| DOCUMENTO |
┌──
La celebración de
la Pascua cristiana comienza el jueves santo con la Misa de la tarde, llamada
“de la Cena del Señor”.
Según el
evangelista San Lucas, Jesús abre su última cena pascual con los discípulos con
estas palabras: “He deseado ardientemente comer esta Pascua con ustedes antes
de mi Pasión, porque les aseguro que ya no la comeré más hasta que llegue a su
pleno cumplimiento en el Reino de Dios” (Lc
22,15-16).
Es que Jesús, en
esa cena pascual de despedida, realizó un gesto inesperado al inicio y al final
de la comida pascual. Al inicio de la cena cumplió con el típico gesto judío de
partir el pan y pronunciar una bendición; pero en vez de usar las palabras
rituales prescritas, Jesús introdujo unas palabras suyas: “Tomen y coman, esto
es mi cuerpo que se entrega por ustedes”.
Al concluir la
cena, volvió a sorprender a sus discípulos porque hizo algo similar con la copa
de vino: “Tomen y beban, este es el cáliz de mi sangre, la sangre de la nueva
alianza derramada para el perdón de los pecados”. A continuación, y también
alterando el rito judío, hizo que todos bebieran de su copa.
Ambos gestos son
acompañados por un mandato: “Hagan esto en memoria mía”. Por eso, San Pablo,
escribiendo a los primeros cristianos de la comunidad de Corinto, dice unas palabras
que repetimos en cada eucaristía: “Y así, siempre que coman este pan y beban
esta copa, proclamarán la muerte del Señor hasta que él vuelva” (1 Co 11,26).
En esos dos
gestos, Jesús recoge su persona, su mensaje, su misión y su pretensión más
honda: traer al corazón del mundo de los hombres el amor redentor de Dios. Ante
la inminencia de una muerte violenta, su confianza en Aquel a quien invoca
llamándolo “Padre” se hace más fuerte y determinante que nunca. Libremente acepta
entregar su vida (su cuerpo y su sangre) como expresión acabada de su propia
persona. El reinado de Dios se realiza precisamente a través del sacrificio de
Cristo que se entrega para expiar el pecado de los hombres y abrir el mundo a
la gracia de Dios.
└──
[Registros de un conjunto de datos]
┌──
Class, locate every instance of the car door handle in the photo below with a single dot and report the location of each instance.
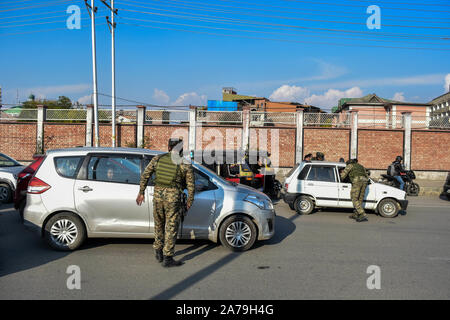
(85, 189)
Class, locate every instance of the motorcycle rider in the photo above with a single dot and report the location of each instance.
(398, 168)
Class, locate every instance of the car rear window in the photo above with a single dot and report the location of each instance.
(68, 166)
(119, 169)
(292, 170)
(319, 173)
(302, 175)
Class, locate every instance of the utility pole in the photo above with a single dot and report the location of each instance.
(92, 12)
(112, 28)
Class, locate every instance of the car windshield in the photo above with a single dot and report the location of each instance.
(292, 170)
(214, 174)
(6, 161)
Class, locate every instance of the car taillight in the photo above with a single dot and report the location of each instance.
(37, 186)
(23, 175)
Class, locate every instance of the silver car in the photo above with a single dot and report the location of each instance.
(91, 192)
(9, 169)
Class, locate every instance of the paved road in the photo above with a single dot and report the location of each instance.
(321, 256)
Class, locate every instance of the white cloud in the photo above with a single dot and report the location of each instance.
(289, 93)
(192, 98)
(160, 96)
(85, 99)
(330, 98)
(398, 96)
(447, 83)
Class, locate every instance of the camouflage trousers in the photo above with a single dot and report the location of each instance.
(357, 194)
(167, 216)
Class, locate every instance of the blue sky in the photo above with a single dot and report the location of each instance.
(265, 48)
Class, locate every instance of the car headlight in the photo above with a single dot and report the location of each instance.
(260, 203)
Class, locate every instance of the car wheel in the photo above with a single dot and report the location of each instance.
(5, 193)
(238, 233)
(22, 208)
(65, 232)
(388, 208)
(304, 205)
(413, 189)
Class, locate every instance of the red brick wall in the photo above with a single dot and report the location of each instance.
(378, 148)
(430, 150)
(218, 137)
(283, 154)
(334, 143)
(157, 136)
(18, 140)
(57, 136)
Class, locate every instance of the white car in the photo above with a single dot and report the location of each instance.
(311, 185)
(9, 169)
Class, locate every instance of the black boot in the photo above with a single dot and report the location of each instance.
(159, 255)
(170, 262)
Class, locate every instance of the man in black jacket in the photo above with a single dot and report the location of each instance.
(398, 169)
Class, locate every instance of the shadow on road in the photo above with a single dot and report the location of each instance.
(195, 278)
(21, 249)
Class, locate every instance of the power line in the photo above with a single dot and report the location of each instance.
(363, 6)
(407, 3)
(275, 33)
(290, 18)
(47, 4)
(43, 30)
(299, 10)
(282, 40)
(40, 23)
(311, 28)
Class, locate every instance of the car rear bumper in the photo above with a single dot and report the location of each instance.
(287, 197)
(403, 204)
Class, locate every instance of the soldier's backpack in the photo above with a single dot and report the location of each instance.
(166, 171)
(391, 170)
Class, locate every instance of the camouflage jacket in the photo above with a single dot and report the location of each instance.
(184, 179)
(355, 171)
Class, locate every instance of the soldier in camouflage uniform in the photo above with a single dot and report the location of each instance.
(173, 175)
(358, 177)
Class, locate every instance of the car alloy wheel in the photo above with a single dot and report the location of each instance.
(5, 193)
(388, 208)
(238, 234)
(64, 232)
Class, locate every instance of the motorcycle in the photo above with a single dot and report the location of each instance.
(411, 188)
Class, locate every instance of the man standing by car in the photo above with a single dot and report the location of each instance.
(396, 169)
(172, 176)
(358, 177)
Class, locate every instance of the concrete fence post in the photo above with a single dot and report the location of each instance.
(407, 142)
(140, 120)
(41, 117)
(354, 136)
(245, 129)
(192, 127)
(89, 124)
(299, 137)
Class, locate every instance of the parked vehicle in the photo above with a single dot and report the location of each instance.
(20, 195)
(446, 190)
(318, 185)
(411, 188)
(85, 192)
(229, 164)
(9, 170)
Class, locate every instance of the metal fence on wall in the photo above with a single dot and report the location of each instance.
(257, 118)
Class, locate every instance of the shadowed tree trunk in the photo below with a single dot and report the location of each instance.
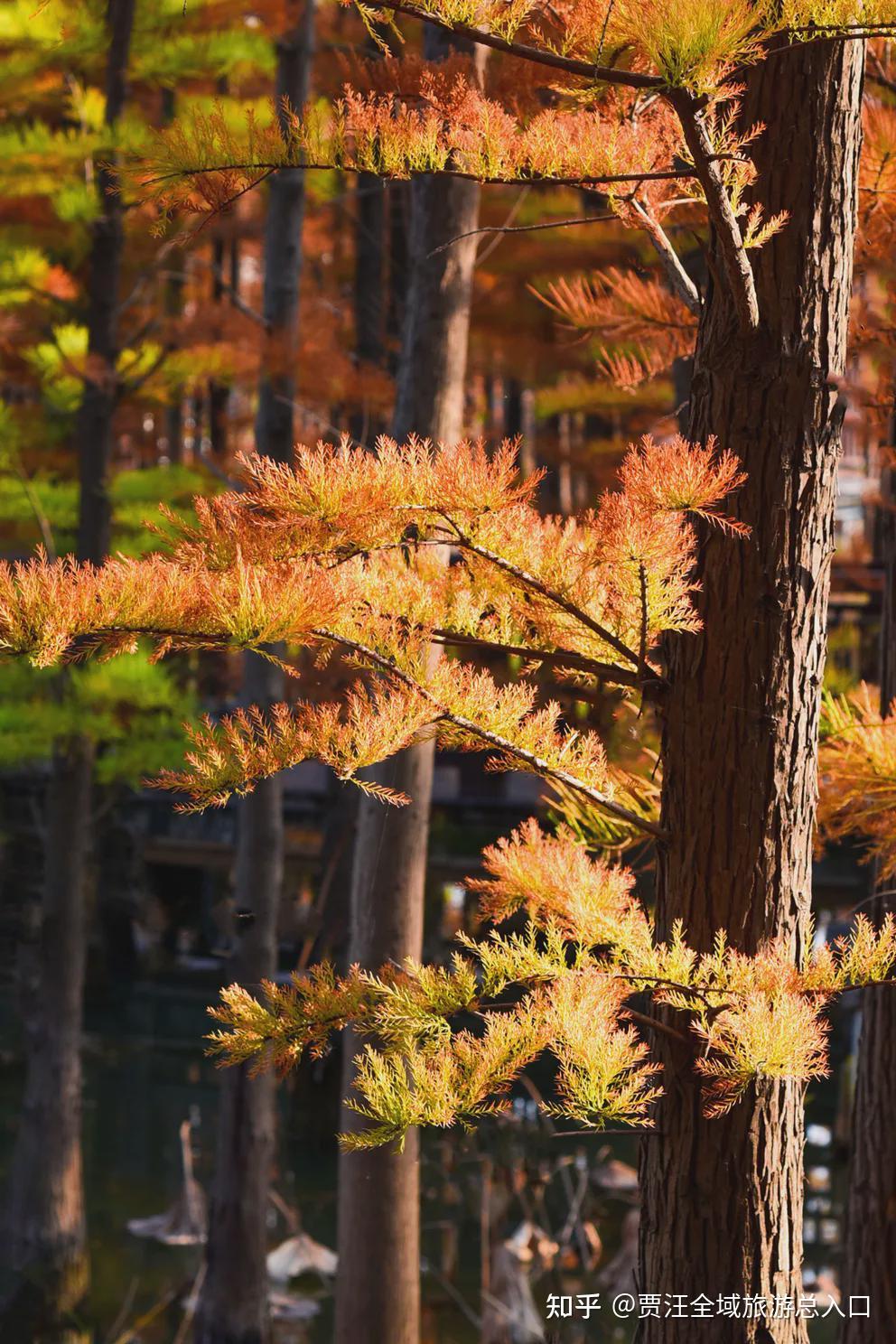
(378, 1294)
(234, 1300)
(723, 1198)
(869, 1266)
(44, 1236)
(93, 426)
└──
| EJERCICIOS |
#1 Vuelve a escribir el texto empezando en "En esos dos" y terminando en "gracia de Dios.", pero cambia "Cristo" por "Jesús".
#2 Muestra cada línea de los registros en la que aparezca la palabra "white".
El texto y los registros son materiales independientes entre sí.

| PROBLEMAS RESUELTOS |
#1
En esos dos
gestos, Jesús recoge su persona, su mensaje, su misión y su pretensión más
honda: traer al corazón del mundo de los hombres el amor redentor de Dios. Ante
la inminencia de una muerte violenta, su confianza en Aquel a quien invoca
llamándolo “Padre” se hace más fuerte y determinante que nunca. Libremente acepta
entregar su vida (su cuerpo y su sangre) como expresión acabada de su propia
persona. El reinado de Dios se realiza precisamente a través del sacrificio de
Jesús que se entrega para expiar el pecado de los hombres y abrir el mundo a
la gracia de Dios.

#2
Class, locate every instance of the white cloud in the photo above with a single dot and report the location of each instance.
Class, locate every instance of the white car in the photo above with a single dot and report the location of each instance.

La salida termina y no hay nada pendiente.